→ **Page text**:
It's using an additional service (coveralls.io) to continuously monitor
test case coverage, but that's not necessary for all projects.
script:
lists the command needed to run the project's tests. Again, sandman
is doing some extra stuff. All your project needs is python setup.py test
.
And the after_success
portion can be dropped all together.
Once you've committed this file and activated your project's repo in TravisCI,
push to GitHub. In a few moments, you should see a build kick off on TravisCI
based on your most recent commit. If all is successful, you build will be
"green" and the status page will show that the build passed. You'll be able to
see the history of all of your project's builds at any time. This is especially
useful for multi-developer projects, where the history page can be used to see
how often a particular developer breaks the build...
You should also receive an email letting you know the build was successful.
Though you can probably configure it otherwise, you'll get emails only when the
build is broken or fixed, but not if a commit has the same outcome as the build
that preceded it. This is incredibly useful, as your not inundated by useless
"the build passed!" emails but are still alerted when something changes.
ReadTheDocs for Continuous Documentation Integration
While PyPI has an official documentation site (pythonhosted.org),
ReadTheDocs provides a better experience. Why?
ReadTheDocs has great integration with GitHub. Once you register on
ReadTheDocs, you'll see all of your GitHub repos. Select the appropriate repo,
do some minor configuration, and your documentation will be automatically
regenerated after each commit to GitHub.
Configuring your project should be a straightforward affair. There are a few
things to remember, though. Here's a list of configuration fields and the
values you should use which might not be immediately obvious:
- Repo: https://github.com/github_username/project_name.git
- Default Branch:
develop
- Default Version:
latest
- Python configuration file: (leave blank)
- Use
virtualenv
: (checked)
- Requirements file:
requirements.txt
- Documentation Type: Sphinx HTML
Don't Repeat Yourself
Now that you've done all that hard work to open-source an existing code base,
you likely don't want to have to repeat it all when starting a new project.
Luckily, you don't have to. Audrey Roy's Cookiecutter
tool (I've linked to the Python version, though there are versions for numerous
languages in the main repo).
Cookiecutter is a command line tool that automates the process of starting a
project in a way that makes doing the stuff discussed in this article easy.
Daniel Greenfeld (@pydanny) wrote a great
blog post about it and how it relates to the practices discussed in this article.
You should check it out: Cookiecutter: Project Templates Made Easy.
Conclusion
We've now covered all of the commands, tools, and services that go into open
sourcing an existing Python package. Sure, you could have just thrown it on
GitHub and said, "install it yourself," but no one would have. And you
wouldn't really have Open Source Software; you'd simply have "free code."
What's more, you likely never would have attracted outside contributors to your
project. By setting up your project in the manner outlined here, you've created
an easy to maintain Python package that encourages both use and contribution.
And that, after all, is the true spirit of Open Source Software, is it not?

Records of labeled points
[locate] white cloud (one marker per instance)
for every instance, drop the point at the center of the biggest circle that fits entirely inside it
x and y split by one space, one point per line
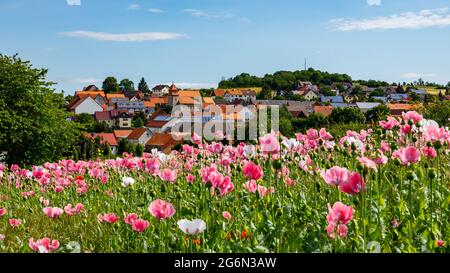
374 2
124 37
209 15
73 2
415 75
133 7
406 20
155 10
192 85
77 80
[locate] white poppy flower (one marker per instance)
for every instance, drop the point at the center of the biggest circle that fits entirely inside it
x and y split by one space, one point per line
127 181
193 227
249 151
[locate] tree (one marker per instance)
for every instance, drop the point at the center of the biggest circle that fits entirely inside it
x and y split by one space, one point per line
326 91
439 112
143 86
126 85
139 150
378 113
414 96
123 146
265 94
138 120
110 85
344 115
34 124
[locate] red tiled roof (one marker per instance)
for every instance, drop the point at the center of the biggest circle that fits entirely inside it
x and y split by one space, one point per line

→ **What is asked**:
(1) According to the page text, in which cases does TravisCI send an email about a build by default?
(2) Please sum up the page text in three sentences.

→ **Solutions in order**:
(1) Only when the build is broken or fixed, not when a commit has the same outcome as the build before it.

(2) After the configuration file is committed and the repo is activated, pushing to GitHub starts a TravisCI build whose history can be viewed at any time, and emails arrive only when the build breaks or is fixed. ReadTheDocs integrates with GitHub to regenerate documentation automatically after each commit, given a few configuration values such as the develop branch and Sphinx HTML. Cookiecutter automates starting new projects this way, and setting up a project as described yields an easy-to-maintain Python package that encourages both use and contribution.